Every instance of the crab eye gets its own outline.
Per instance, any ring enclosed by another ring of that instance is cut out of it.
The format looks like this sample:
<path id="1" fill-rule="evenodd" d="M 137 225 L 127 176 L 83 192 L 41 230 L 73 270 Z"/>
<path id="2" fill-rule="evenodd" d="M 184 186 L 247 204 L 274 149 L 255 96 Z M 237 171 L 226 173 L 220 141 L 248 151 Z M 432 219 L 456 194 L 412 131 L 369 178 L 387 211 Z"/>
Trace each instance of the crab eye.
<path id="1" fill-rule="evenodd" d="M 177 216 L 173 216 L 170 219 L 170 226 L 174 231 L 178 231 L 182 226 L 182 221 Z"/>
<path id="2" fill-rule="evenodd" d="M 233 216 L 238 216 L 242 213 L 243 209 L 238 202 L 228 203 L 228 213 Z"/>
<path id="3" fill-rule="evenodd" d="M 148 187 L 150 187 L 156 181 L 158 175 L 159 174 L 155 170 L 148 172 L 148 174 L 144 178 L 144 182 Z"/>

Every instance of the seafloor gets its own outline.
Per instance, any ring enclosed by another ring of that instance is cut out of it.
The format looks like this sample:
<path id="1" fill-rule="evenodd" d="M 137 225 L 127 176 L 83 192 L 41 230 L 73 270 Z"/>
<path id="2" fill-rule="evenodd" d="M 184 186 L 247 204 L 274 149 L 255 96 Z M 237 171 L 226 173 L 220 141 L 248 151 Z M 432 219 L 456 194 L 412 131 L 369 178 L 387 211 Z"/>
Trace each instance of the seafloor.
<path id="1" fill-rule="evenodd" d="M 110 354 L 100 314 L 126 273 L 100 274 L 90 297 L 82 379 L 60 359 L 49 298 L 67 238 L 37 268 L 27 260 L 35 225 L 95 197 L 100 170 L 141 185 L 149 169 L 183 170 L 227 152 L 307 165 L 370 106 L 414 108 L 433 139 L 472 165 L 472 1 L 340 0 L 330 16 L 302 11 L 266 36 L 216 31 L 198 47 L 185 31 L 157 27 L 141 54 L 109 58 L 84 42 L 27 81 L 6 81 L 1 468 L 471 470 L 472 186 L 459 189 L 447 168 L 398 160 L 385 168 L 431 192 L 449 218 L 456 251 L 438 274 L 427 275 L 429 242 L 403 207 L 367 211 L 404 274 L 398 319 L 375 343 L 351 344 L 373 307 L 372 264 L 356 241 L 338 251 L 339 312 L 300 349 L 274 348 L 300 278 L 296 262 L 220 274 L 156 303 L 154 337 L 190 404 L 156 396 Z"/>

Task to carry out |
Please rename "instance" to "occurrence" everywhere it occurs in the material above, and give the full material again with nothing else changed.

Written response |
Every occurrence of the crab eye gets its own outline.
Per occurrence, any ring enclosed by another ring of that occurrence is cut out of it.
The format looks like this sample:
<path id="1" fill-rule="evenodd" d="M 137 225 L 127 176 L 83 192 L 41 230 L 73 270 Z"/>
<path id="2" fill-rule="evenodd" d="M 184 186 L 247 204 L 274 149 L 255 96 Z M 237 171 L 226 173 L 220 141 L 248 151 Z M 432 219 L 456 194 L 412 131 L 369 178 L 387 211 Z"/>
Trace each occurrence of the crab eye.
<path id="1" fill-rule="evenodd" d="M 177 216 L 173 216 L 170 219 L 170 226 L 174 231 L 178 231 L 182 226 L 182 221 Z"/>
<path id="2" fill-rule="evenodd" d="M 233 216 L 238 216 L 242 213 L 243 209 L 238 202 L 228 203 L 228 213 Z"/>
<path id="3" fill-rule="evenodd" d="M 148 187 L 150 187 L 156 181 L 158 175 L 159 174 L 155 170 L 148 172 L 148 174 L 144 178 L 144 182 Z"/>

Every occurrence of the seafloor gets its own outline.
Per occurrence, any ring enclosed by another ring of that occurrence is cut out of it.
The format looks like this sample:
<path id="1" fill-rule="evenodd" d="M 137 225 L 127 176 L 83 192 L 41 230 L 73 270 Z"/>
<path id="2" fill-rule="evenodd" d="M 184 186 L 247 204 L 274 149 L 255 96 Z M 237 171 L 226 173 L 220 141 L 248 151 Z M 432 219 L 456 194 L 412 131 L 369 178 L 387 211 Z"/>
Trace each occurrence of the seafloor.
<path id="1" fill-rule="evenodd" d="M 110 354 L 100 314 L 126 273 L 100 274 L 90 297 L 82 379 L 60 359 L 49 298 L 67 238 L 37 268 L 27 260 L 35 225 L 95 197 L 100 170 L 141 185 L 149 169 L 183 170 L 227 152 L 307 165 L 370 106 L 414 108 L 433 139 L 472 165 L 472 1 L 340 0 L 330 16 L 302 11 L 266 36 L 216 31 L 198 47 L 185 31 L 157 27 L 141 54 L 109 58 L 84 42 L 27 81 L 6 81 L 1 468 L 471 470 L 472 186 L 459 189 L 447 168 L 398 160 L 385 168 L 431 192 L 449 218 L 456 251 L 438 274 L 427 275 L 429 242 L 403 207 L 367 211 L 404 274 L 398 319 L 375 343 L 351 344 L 373 307 L 372 264 L 356 241 L 338 251 L 339 312 L 300 349 L 274 348 L 300 278 L 296 262 L 220 274 L 156 303 L 154 337 L 190 404 L 156 396 Z"/>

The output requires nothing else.